INFORMAÇÕES EXIBIDAS –
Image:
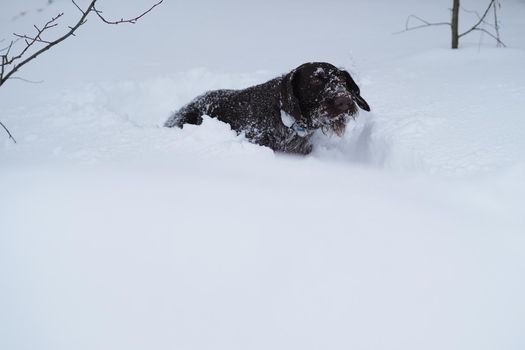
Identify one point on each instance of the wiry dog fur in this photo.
(284, 112)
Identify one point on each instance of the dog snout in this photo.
(342, 102)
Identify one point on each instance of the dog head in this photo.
(319, 95)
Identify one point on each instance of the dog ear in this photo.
(289, 100)
(356, 93)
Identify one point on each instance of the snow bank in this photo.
(407, 233)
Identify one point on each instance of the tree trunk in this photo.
(455, 24)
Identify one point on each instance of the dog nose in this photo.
(342, 102)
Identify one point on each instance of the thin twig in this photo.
(491, 35)
(8, 133)
(122, 20)
(481, 19)
(424, 25)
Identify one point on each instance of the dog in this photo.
(284, 112)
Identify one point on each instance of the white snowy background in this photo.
(407, 233)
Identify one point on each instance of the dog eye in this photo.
(316, 81)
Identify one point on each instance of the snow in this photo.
(407, 233)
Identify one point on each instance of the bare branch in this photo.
(481, 19)
(131, 20)
(27, 80)
(424, 25)
(491, 35)
(8, 133)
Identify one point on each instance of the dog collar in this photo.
(291, 123)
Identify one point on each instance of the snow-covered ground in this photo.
(407, 233)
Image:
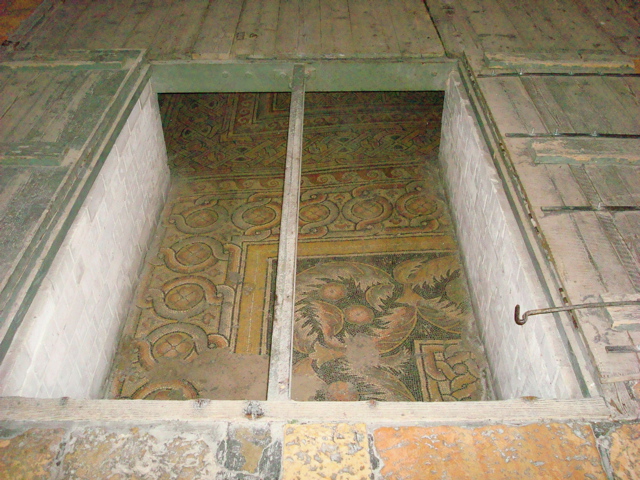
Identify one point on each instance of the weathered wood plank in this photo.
(454, 29)
(32, 154)
(613, 22)
(179, 30)
(512, 106)
(201, 411)
(608, 182)
(552, 114)
(536, 31)
(625, 106)
(265, 45)
(415, 34)
(218, 30)
(247, 31)
(625, 317)
(371, 37)
(576, 150)
(288, 29)
(39, 110)
(493, 26)
(582, 103)
(336, 28)
(310, 40)
(153, 14)
(558, 62)
(114, 26)
(577, 31)
(85, 28)
(53, 31)
(280, 363)
(27, 97)
(63, 110)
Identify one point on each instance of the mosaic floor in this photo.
(382, 311)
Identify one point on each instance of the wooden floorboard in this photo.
(218, 30)
(179, 30)
(310, 39)
(336, 27)
(288, 29)
(54, 30)
(152, 15)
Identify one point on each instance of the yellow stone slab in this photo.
(322, 451)
(540, 451)
(624, 454)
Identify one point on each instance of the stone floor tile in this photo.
(624, 454)
(29, 455)
(326, 451)
(161, 453)
(252, 451)
(540, 451)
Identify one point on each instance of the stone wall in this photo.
(67, 340)
(524, 360)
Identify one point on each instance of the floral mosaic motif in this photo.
(357, 324)
(381, 313)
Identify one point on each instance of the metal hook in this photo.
(525, 316)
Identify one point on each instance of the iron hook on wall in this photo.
(525, 316)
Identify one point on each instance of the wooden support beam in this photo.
(282, 338)
(519, 410)
(600, 151)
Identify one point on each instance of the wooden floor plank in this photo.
(56, 27)
(150, 22)
(218, 29)
(28, 97)
(369, 36)
(492, 26)
(625, 106)
(610, 19)
(288, 29)
(84, 30)
(13, 87)
(551, 112)
(179, 31)
(576, 31)
(336, 27)
(61, 108)
(113, 27)
(310, 40)
(265, 44)
(537, 32)
(39, 111)
(580, 99)
(247, 35)
(415, 33)
(608, 182)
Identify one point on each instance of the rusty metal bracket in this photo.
(525, 316)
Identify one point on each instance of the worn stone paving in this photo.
(336, 451)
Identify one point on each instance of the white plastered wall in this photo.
(528, 360)
(66, 342)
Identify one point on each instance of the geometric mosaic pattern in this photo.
(382, 310)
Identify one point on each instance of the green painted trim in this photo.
(46, 242)
(332, 75)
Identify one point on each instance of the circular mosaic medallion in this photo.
(201, 218)
(184, 297)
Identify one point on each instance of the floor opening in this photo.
(381, 310)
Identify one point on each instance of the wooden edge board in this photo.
(535, 61)
(598, 150)
(516, 410)
(282, 338)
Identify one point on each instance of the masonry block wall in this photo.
(65, 345)
(524, 360)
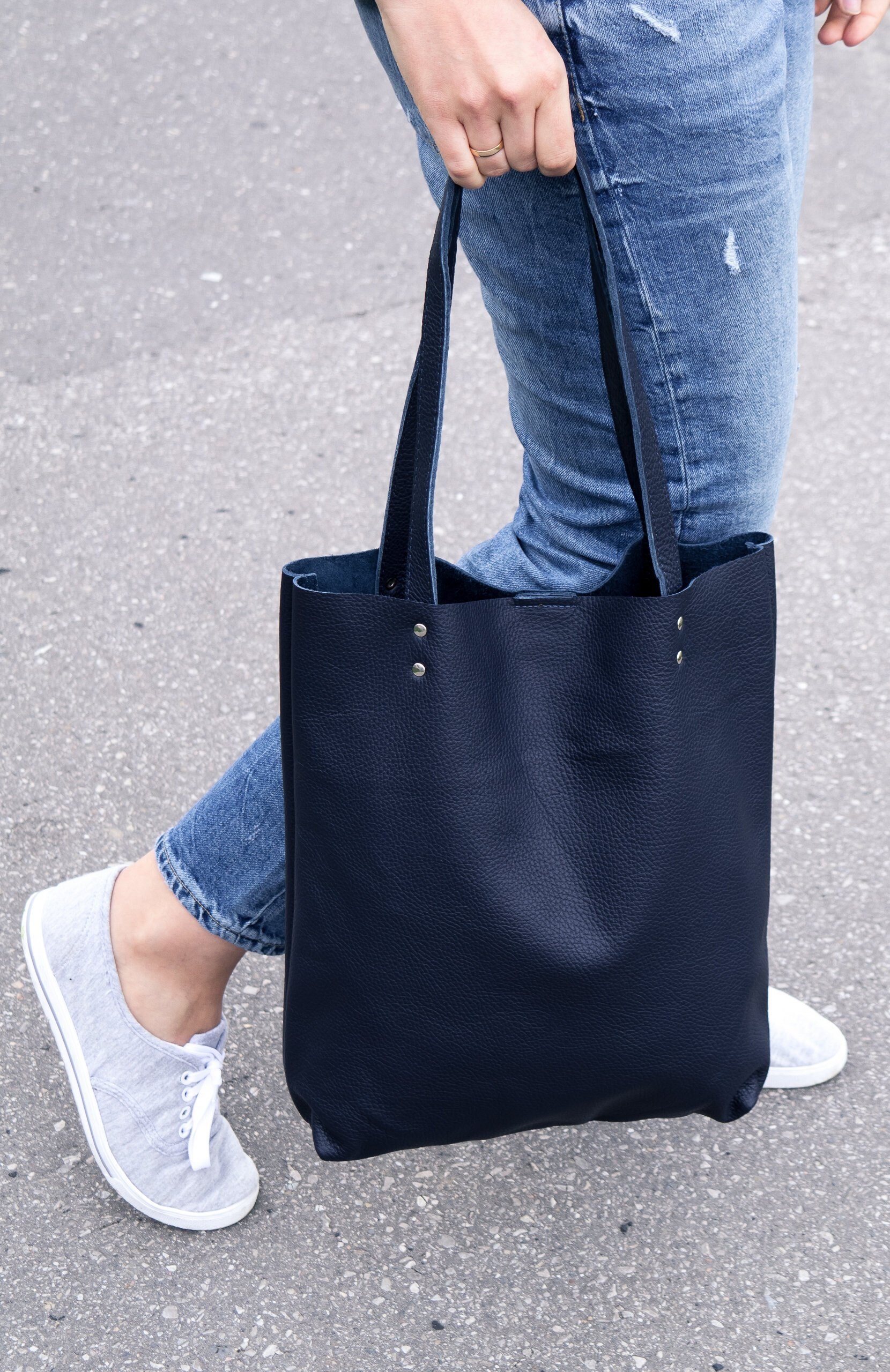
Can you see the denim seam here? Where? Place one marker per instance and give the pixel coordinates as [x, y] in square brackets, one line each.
[641, 280]
[228, 934]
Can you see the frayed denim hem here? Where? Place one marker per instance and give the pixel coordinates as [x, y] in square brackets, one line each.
[183, 891]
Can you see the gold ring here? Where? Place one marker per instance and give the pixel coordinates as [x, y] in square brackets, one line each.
[488, 153]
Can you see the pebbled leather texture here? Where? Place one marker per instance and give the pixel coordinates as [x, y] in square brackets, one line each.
[528, 887]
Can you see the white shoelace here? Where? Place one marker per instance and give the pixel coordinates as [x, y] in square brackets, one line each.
[199, 1093]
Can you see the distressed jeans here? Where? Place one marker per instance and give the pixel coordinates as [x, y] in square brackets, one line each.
[693, 117]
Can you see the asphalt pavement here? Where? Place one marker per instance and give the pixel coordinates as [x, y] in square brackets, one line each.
[211, 268]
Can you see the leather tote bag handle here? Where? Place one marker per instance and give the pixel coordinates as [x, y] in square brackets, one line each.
[407, 562]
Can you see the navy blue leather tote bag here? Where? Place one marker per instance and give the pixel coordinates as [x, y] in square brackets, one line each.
[528, 834]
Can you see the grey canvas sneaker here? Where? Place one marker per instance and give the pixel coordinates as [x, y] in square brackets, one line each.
[149, 1108]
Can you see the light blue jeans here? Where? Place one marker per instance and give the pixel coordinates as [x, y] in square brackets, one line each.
[694, 117]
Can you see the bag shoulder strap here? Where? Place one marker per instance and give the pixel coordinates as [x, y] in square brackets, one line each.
[407, 562]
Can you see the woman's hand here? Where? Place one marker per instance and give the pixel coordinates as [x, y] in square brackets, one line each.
[480, 72]
[852, 21]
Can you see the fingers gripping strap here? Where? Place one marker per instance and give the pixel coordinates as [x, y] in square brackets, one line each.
[407, 563]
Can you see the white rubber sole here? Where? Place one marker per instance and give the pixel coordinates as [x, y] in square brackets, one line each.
[72, 1054]
[812, 1075]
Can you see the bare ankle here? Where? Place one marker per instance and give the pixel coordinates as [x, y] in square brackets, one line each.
[172, 971]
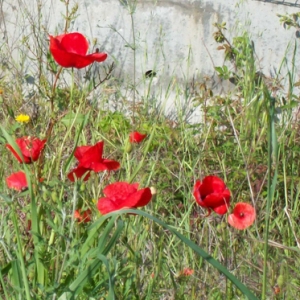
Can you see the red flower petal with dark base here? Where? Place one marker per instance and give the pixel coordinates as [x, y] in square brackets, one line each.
[30, 147]
[212, 193]
[136, 137]
[121, 195]
[17, 181]
[243, 216]
[69, 50]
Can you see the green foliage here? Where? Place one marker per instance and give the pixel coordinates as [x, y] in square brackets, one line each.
[249, 137]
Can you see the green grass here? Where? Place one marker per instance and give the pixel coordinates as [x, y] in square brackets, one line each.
[241, 138]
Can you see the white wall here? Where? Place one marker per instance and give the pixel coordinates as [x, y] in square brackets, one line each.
[174, 37]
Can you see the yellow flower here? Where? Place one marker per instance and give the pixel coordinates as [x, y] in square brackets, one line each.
[22, 118]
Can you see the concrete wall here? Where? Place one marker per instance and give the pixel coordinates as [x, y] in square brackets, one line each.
[173, 37]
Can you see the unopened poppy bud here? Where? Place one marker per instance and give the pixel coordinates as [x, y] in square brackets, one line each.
[54, 196]
[128, 148]
[153, 190]
[82, 187]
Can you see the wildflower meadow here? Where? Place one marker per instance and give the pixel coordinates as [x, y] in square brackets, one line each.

INSTRUÇÕES E REQUISITOS – Por favor, troque "in this photo" por "in this image" em todos os registros acima, sem alterar mais nada. Deixe as imagens fora da resposta.

RESPOSTA AO PROBLEMA –
Image:
Identify one point on each instance of the wiry dog fur in this image.
(284, 112)
Identify one point on each instance of the dog snout in this image.
(342, 102)
Identify one point on each instance of the dog head in this image.
(319, 95)
Identify one point on each instance of the dog ear in this image.
(289, 100)
(356, 93)
Identify one point on each instance of the snow bank in this image.
(407, 233)
Identify one point on each instance of the tree trunk in this image.
(455, 24)
Identify one point on each instance of the dog nose in this image.
(342, 102)
Identify one point on each instance of the thin twig in this image.
(491, 35)
(8, 133)
(122, 20)
(481, 19)
(424, 25)
Identify one point on each instance of the dog in this image.
(284, 112)
Identify one point on each instance of the white snowy background in this image.
(407, 233)
Identify one point on each instance of the dog eye in this image.
(316, 81)
Identify one point on each instance of the snow in this image.
(407, 233)
Identify one point on each instance of the bare branch in this image.
(481, 19)
(131, 20)
(27, 80)
(424, 25)
(491, 35)
(8, 133)
Identify one point on each instance of the dog collar in this image.
(291, 123)
Identify one point on each instance of the snow-covered ground in this image.
(407, 233)
Image:
Identify one point on each instance of the weathered wood plank in this image.
(454, 29)
(32, 154)
(613, 22)
(179, 30)
(512, 106)
(201, 411)
(608, 182)
(552, 114)
(536, 31)
(625, 106)
(265, 45)
(415, 34)
(218, 30)
(247, 31)
(625, 317)
(371, 37)
(576, 150)
(288, 29)
(39, 110)
(493, 26)
(582, 103)
(336, 28)
(310, 40)
(153, 14)
(558, 62)
(114, 26)
(577, 31)
(85, 28)
(53, 31)
(280, 363)
(27, 97)
(63, 110)
Identify one point on each instance of the mosaic floor in this image.
(382, 311)
Identify one point on each instance of the wooden floorboard in this image.
(218, 30)
(179, 30)
(310, 39)
(336, 27)
(288, 29)
(54, 30)
(152, 15)
Identify one point on each instance of the yellow stone slab in this image.
(322, 451)
(540, 451)
(624, 454)
Identify one point on each instance of the stone floor tile in this image.
(624, 454)
(29, 455)
(326, 451)
(161, 453)
(252, 451)
(540, 451)
Identify one point on each instance of the stone wall in this image.
(67, 340)
(524, 360)
Identify one point on each instance of the floral mosaic motif in this image.
(357, 324)
(381, 313)
Identify one point on each instance of the metal hook in this image.
(525, 316)
Identify one point on each instance of the iron hook on wall in this image.
(525, 316)
Identify one point on each instance of the wooden support beam in this image.
(282, 338)
(519, 410)
(600, 151)
Identify one point on each instance of the wooden floor plank in this image.
(56, 27)
(150, 22)
(218, 29)
(28, 97)
(369, 36)
(492, 26)
(625, 106)
(610, 19)
(288, 29)
(84, 30)
(13, 87)
(551, 112)
(179, 31)
(576, 31)
(336, 27)
(61, 108)
(113, 27)
(310, 40)
(265, 44)
(537, 32)
(39, 111)
(580, 99)
(247, 35)
(415, 33)
(608, 182)
Identify one point on each instance of the rusty metal bracket in this image.
(525, 316)
Identify one point on each instance of the worn stone paving in this image.
(336, 451)
Identify one point on each instance of the white plastered wall in this image.
(528, 360)
(66, 342)
Identify one point on each instance of the geometric mosaic pattern in this image.
(382, 310)
Identify one point on each instance of the green painted trim in this image.
(46, 242)
(332, 75)
Identify one point on each instance of the circular mosaic medallion in this image.
(201, 218)
(184, 297)
Identify one point on each instance of the floor opening in this image.
(381, 310)
Identify one point on each instance of the wooden edge board in this image.
(535, 61)
(598, 150)
(516, 410)
(282, 338)
Identify one point on each instance of the masonry block wall in this image.
(65, 345)
(524, 360)
Can you see the denim seam here? Where? Place one marker per instance and give the pixel coordinates as [x, y] in square brackets, one line each.
[641, 280]
[228, 934]
Can you see the frayed denim hem here? Where? Place one marker per instance and give the pixel coordinates as [x, y] in square brackets, one line each.
[183, 891]
Can you see the gold ring here? Where? Place one marker per instance and give the pixel coordinates as [x, y] in square brackets, one line each.
[488, 153]
Can you see the pebbled leather texture here? Where? Place one marker per instance and give the pixel coordinates as [x, y] in square brackets, one line each.
[528, 887]
Can you see the white shoelace here? Where? Place one marker per instance and give the pixel coordinates as [x, y] in square brackets, one line each.
[199, 1093]
Can you see the distressed jeans here? Where? Place one marker per instance and give the pixel coordinates as [x, y] in square brackets, one line each.
[693, 117]
Can you see the asphalt pavement here? Where? Place one marker per instance and give the pixel coordinates as [x, y] in square brackets, one line each.
[211, 268]
Can you see the leather tote bag handle here? Where? Place one marker per instance and give the pixel coordinates as [x, y] in square brackets, one line each.
[407, 562]
Can you see the navy blue leather tote bag here? Where? Place one marker per instance and give the pixel coordinates as [x, y] in square brackets, one line each.
[528, 834]
Can you see the grey canvas sneaker here? Where? Place one marker per instance and give the pixel coordinates as [x, y] in square brackets, one line each.
[149, 1108]
Can you see the light blue jeans here? Where? Place one marker per instance and give the pixel coordinates as [x, y] in square brackets, one line each.
[694, 117]
Can you see the bag shoulder strap here? Where? Place one marker per instance and give the pixel coordinates as [x, y] in square brackets, one line each.
[407, 562]
Can you see the woman's hand here? Where? Place one marker per instance and give the pixel coordinates as [x, y] in square brackets, one line each.
[480, 72]
[852, 21]
Can you see the fingers gripping strap here? Where? Place one marker per instance and give the pixel coordinates as [x, y] in square brackets, one line each.
[407, 563]
Can you see the white rubber sole here? Where? Place one marker per instance and give the pixel coordinates as [x, y] in square brackets, one line each.
[72, 1054]
[812, 1075]
Can you see the bare ankle here? Where? Place one marker per instance and give the pixel coordinates as [x, y] in square brackets, one line each.
[172, 971]
Can you see the red flower petal with dark base here? Where? Place one marker per instance and give the pixel coordinates as [x, y] in square brackets, one line each.
[30, 147]
[212, 193]
[136, 137]
[121, 195]
[17, 181]
[243, 216]
[69, 50]
Can you see the green foliage here? Where? Place one marker per instance and give the pixel coordinates as [x, y] in square brackets, one line each.
[249, 137]
Can you see the green grass here? Where? Place one marker per instance and give the pixel coordinates as [x, y] in square brackets, one line each.
[241, 138]
Can you see the white wall here? Where? Place one marker per instance and give the pixel coordinates as [x, y] in square brackets, one line each.
[174, 37]
Can you see the yellow flower here? Where? Place one marker per instance and give the pixel coordinates as [x, y] in square brackets, one line each.
[22, 118]
Can you see the concrete wall here? Where? Place one marker per instance and give the pixel coordinates as [x, y] in square brackets, one line each.
[173, 37]
Can you see the unopened poppy bud here? Where? Place one marker per instance and give the pixel coordinates as [x, y] in square brackets, one line each.
[54, 196]
[128, 148]
[153, 190]
[82, 187]
Can you see the wildflower meadow here? Where? Place one marker per instance and give the pixel coordinates as [x, y] in square brackets, one line each.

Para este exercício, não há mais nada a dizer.